Challenge = Locate every line in the items below that contains the string "shirt", and copy each of those lines. Case counts when matching.

[start of Records to use]

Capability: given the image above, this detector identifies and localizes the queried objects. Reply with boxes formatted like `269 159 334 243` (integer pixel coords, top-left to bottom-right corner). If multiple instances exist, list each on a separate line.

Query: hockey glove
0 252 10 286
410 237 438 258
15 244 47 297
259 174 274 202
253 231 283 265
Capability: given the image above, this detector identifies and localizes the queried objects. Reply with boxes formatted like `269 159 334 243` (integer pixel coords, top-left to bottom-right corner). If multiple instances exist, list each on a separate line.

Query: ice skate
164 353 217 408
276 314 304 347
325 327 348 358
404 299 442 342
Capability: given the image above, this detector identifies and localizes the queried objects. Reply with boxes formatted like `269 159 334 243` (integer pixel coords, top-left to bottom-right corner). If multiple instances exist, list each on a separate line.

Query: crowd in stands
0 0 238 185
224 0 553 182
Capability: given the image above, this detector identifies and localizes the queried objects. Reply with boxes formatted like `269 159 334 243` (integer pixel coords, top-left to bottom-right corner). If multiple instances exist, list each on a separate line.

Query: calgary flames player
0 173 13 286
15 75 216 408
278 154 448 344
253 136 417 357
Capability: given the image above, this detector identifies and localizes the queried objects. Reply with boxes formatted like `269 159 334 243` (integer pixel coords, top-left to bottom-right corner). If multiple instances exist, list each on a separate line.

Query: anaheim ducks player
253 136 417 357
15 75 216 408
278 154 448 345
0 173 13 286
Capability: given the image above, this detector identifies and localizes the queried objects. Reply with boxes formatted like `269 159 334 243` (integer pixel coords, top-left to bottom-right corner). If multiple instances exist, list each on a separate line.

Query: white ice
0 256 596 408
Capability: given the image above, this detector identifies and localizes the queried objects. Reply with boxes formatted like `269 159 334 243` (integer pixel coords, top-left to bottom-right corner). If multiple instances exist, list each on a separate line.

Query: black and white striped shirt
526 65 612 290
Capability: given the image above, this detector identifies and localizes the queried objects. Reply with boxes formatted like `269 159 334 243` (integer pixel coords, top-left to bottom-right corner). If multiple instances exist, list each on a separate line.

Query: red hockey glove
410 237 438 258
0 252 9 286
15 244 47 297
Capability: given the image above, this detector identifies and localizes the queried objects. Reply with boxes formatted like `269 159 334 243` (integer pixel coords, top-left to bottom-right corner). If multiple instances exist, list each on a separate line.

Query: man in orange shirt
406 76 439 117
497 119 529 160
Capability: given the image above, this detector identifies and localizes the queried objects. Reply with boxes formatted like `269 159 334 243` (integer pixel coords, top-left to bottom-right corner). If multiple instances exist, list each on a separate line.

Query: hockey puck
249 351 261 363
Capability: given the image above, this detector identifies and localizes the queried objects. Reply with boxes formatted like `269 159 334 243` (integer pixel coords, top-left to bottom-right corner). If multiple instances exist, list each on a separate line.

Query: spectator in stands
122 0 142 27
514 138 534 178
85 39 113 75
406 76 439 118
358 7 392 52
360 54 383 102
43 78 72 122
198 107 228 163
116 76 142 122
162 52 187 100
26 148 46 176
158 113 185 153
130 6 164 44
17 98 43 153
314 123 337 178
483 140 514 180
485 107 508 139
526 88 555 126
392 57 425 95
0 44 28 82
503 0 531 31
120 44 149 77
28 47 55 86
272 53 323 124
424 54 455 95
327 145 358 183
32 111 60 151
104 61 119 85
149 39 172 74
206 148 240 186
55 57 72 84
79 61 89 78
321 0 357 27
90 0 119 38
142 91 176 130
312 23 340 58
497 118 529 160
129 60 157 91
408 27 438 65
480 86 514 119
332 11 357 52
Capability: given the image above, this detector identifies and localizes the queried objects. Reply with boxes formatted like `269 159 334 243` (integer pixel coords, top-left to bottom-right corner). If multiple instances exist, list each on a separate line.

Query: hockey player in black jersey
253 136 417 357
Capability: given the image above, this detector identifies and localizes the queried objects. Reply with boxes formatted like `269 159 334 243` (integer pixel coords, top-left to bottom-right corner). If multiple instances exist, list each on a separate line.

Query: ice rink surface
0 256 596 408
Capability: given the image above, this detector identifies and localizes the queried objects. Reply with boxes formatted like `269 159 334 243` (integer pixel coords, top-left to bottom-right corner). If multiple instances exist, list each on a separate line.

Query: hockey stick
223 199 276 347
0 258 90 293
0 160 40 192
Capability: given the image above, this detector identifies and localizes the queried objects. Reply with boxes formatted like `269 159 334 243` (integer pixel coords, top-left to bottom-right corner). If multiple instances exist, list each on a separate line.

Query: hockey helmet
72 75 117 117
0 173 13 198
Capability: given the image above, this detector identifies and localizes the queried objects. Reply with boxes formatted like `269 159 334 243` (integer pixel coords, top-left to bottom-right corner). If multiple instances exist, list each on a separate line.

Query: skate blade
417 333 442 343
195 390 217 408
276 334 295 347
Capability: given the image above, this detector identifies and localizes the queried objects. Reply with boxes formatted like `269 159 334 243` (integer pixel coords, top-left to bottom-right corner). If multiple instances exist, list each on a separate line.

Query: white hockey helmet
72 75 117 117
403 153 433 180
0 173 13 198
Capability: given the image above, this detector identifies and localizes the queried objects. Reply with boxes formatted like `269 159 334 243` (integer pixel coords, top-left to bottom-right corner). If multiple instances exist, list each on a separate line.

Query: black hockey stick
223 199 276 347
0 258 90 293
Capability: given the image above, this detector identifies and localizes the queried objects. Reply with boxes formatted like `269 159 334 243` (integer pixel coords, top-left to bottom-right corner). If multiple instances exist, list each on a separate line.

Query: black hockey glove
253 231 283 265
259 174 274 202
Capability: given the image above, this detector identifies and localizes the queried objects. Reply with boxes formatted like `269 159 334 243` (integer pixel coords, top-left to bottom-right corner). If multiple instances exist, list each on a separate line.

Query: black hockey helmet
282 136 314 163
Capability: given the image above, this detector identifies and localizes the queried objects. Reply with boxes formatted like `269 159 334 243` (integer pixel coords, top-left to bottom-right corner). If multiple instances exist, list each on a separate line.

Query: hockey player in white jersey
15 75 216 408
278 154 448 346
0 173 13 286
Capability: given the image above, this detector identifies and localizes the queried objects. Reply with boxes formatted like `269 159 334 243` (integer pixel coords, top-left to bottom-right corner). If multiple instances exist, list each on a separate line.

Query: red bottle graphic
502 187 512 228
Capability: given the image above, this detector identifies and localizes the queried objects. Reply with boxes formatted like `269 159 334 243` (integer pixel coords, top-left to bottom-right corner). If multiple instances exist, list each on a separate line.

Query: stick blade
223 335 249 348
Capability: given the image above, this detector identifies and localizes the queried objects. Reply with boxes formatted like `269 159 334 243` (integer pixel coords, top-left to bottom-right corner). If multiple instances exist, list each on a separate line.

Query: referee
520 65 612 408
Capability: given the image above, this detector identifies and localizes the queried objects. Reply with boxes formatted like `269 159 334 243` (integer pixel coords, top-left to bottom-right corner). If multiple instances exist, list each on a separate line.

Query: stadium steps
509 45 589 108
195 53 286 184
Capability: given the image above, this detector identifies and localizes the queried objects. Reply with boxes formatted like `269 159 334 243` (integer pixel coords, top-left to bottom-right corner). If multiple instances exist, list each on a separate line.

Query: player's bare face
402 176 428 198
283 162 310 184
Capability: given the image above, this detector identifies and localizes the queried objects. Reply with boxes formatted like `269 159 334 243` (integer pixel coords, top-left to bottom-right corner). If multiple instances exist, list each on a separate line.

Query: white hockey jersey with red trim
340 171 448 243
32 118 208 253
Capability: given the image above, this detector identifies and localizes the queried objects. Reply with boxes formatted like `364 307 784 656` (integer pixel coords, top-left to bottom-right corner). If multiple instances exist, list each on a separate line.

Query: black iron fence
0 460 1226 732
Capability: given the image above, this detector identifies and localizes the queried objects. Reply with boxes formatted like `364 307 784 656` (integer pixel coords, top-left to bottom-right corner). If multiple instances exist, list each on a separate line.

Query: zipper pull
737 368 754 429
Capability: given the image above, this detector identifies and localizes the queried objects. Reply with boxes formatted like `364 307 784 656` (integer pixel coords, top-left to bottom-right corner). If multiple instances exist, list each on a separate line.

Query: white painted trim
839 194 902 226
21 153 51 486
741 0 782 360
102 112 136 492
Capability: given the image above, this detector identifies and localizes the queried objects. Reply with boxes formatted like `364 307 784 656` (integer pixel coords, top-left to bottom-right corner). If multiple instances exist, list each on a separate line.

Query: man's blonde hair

[end of Records to use]

Task answer =
Query: black and white striped shirt
Query: man in orange shirt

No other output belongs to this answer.